◆ Work instruction ◆
Reproduce the passage of the marathon training post below, from "And it's something" up to and including "have a bad day.", word for word.

◆ Extract ◆
Content starts

It's the most important part of a runner's diet.
And it's something I should have eaten all along.
Just like a typical 22-miler on a Saturday morning, you can become so engulfed in your training that you become so quickly to forget about setbacks and holds. The, "What if?" is for mortals. Injuries? For the weak. Bad days? Not for me. I'm too good for that, too strong to ever have a bad day.
Then I had not only a bad day, but a bad week of training.
It all started with a Saturday night out at my friends' local favorite establishment. With only 23 days away from the biggest moment of my waking existence at that point, it would have behooved me to not go out and have a few beers with the gang. What was supposed to be an easy night ended up being a night of horror that ended with me walking out of the E.R. at 4 a.m.
As I was out, I bent down to pick up a bottle so I wouldn't step on it and cut myself. Fortunately, my lower extremities were unscathed. Unfortunately, my hand wasn't, as I lost my balance while picking up the bottle, put intense pressure on the bottle to keep balance, which eventually led to the beer bottle shattering on my hand. Fifteen stitches later, I was dejected, thinking I wouldn't be able to run the race I have had on my calendar for over 540 days. Instead, I am able to run, but with a 3 pound soft cast to show for it after reconstructive surgery to regenerate the nerve damage I so elegantly did two weeks ago.
Surgery was Wednesday. More importantly, the final long run was Saturday. 23 miles, with 6 easy, 16 of tempo at marathon goal pace, and 1 to cool down to top it all off. I was still in pain. I was held back by a 3-pound weight on my hand. What it ended up being was 5 easy miles, 15 miles of tempo pace around 4 seconds too slow per mile, and then death. I had no energy left. I was entirely spent, after only 20 miles. This couldn't be. My worst long run was my last long run. Maybe it was the cast, or the percoset, or the fact that I just was out of shape. Maybe it was a bad day. Whatever it was, doom was imminent. Or was it?
The recent events of the last week engendered an epiphany. While my diet boasts my daily servings of fruit, grains, protein, and ample amount of fluid, I totally forgot about my humble pie (fat-free of course. I am a runner after all).
Until this point, my training was completely uninterrupted. If there was ever such a thing as smooth sailing, this was it. It seemed inevitable that I would break 2:40 in Boston on the eighteenth. Now, doubt swarmed me like a starving wolfpack.

Content ends

◆ Extracted data ◆
Content starts

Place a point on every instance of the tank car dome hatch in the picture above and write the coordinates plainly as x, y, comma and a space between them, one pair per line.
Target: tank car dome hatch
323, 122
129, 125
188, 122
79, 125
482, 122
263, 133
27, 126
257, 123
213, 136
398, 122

Content ends

◆ Answer for the task ◆
And it's something I should have eaten all along.
Just like a typical 22-miler on a Saturday morning, you can become so engulfed in your training that you become so quickly to forget about setbacks and holds. The, "What if?" is for mortals. Injuries? For the weak. Bad days? Not for me. I'm too good for that, too strong to ever have a bad day.